What you are asked to do -
Extract exactly the range of lines bounded by the line containing "of the radar" and the final line of the listing, both ends included, and no other lines.

— begin —

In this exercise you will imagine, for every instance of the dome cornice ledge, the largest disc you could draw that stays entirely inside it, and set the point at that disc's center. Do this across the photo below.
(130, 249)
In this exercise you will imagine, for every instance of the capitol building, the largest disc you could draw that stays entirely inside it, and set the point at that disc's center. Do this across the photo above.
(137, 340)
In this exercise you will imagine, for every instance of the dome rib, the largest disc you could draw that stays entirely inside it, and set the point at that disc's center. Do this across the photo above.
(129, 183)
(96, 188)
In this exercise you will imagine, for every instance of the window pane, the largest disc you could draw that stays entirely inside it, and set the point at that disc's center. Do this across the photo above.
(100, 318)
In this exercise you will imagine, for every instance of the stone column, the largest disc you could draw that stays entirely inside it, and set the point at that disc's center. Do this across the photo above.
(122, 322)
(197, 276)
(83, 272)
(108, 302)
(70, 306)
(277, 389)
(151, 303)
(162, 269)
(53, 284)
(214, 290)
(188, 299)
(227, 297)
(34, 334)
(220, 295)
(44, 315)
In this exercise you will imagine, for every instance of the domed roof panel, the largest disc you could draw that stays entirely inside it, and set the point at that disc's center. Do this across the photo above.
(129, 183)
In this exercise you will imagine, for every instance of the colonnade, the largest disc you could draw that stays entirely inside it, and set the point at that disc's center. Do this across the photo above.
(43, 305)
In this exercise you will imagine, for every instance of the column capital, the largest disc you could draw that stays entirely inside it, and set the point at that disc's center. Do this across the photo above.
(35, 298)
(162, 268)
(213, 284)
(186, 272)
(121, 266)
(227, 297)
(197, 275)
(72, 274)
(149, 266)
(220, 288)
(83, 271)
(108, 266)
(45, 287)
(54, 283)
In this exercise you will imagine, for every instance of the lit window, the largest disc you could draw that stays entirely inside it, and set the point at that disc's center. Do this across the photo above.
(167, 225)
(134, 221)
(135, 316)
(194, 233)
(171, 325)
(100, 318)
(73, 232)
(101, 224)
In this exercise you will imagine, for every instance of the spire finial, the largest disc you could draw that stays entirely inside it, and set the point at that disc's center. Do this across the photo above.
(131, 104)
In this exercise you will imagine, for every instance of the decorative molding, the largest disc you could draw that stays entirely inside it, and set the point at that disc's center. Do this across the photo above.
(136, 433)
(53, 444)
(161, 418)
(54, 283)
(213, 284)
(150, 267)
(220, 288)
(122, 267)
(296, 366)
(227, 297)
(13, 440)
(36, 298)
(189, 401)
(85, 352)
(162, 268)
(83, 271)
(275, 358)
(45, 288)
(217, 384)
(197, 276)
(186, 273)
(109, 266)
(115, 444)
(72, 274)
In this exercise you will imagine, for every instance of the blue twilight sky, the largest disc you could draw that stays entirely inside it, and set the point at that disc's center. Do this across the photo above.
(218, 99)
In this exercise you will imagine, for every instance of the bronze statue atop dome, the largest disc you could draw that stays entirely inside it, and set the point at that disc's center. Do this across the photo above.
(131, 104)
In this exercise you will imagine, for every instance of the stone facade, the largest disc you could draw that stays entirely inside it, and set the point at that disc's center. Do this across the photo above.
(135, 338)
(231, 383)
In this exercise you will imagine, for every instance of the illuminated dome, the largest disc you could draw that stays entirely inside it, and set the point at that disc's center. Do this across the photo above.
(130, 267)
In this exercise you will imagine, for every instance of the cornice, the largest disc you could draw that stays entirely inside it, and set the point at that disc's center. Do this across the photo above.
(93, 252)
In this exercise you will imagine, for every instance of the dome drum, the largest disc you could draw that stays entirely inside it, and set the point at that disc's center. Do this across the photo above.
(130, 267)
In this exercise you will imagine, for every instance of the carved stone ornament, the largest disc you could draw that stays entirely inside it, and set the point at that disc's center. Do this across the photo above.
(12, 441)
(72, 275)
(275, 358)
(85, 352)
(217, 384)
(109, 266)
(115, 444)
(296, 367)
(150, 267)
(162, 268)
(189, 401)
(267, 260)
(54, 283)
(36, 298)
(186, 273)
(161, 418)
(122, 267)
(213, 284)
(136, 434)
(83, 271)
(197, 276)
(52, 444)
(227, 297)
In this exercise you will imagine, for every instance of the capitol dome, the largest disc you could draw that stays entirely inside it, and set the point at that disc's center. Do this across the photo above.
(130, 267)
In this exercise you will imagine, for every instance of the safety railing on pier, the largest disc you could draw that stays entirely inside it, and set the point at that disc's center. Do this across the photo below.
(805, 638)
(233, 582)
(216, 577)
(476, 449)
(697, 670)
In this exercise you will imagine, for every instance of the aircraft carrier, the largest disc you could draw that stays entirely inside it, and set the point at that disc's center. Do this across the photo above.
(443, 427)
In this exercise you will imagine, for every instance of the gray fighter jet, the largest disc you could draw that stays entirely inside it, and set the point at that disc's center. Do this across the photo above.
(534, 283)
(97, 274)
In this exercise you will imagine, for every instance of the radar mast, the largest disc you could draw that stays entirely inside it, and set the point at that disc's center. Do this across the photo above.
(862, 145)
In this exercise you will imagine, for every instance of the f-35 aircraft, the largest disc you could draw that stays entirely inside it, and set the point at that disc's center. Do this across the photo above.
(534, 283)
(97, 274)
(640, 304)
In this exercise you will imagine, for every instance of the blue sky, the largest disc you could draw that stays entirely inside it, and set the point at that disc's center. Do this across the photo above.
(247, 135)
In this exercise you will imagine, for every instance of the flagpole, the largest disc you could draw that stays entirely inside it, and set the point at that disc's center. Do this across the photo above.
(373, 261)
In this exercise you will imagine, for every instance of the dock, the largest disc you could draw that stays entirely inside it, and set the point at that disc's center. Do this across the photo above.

— end —

Result -
In this exercise you will imagine, for every instance of the radar mast, the largest disc you could draw that stays entirely inside it, and set the point at that disc's center. Do this across the photo above.
(862, 145)
In this exercise you will imagine, for every instance of the f-35 aircraft, the largest disc you could draw that stays entirely inside it, and set the point at that disc's center. Do this across the photo above.
(534, 283)
(97, 274)
(640, 304)
In this exercise you will imagine, for every instance of the blue sky, the largest disc you could draw that stays entirely inside it, and set the point at that disc's center. Do this across the photo above.
(247, 135)
In this exercise you will imagine, for every instance of the flagpole, the largest disc you could draw that stays entirely inside it, and set the point at that disc's center. Do this across the photo above.
(373, 261)
In this exercise you will imagine, for every instance of the dock, the largest disc you could draw that stays entirely inside it, and set the point at that disc's center. Do this across the photo above.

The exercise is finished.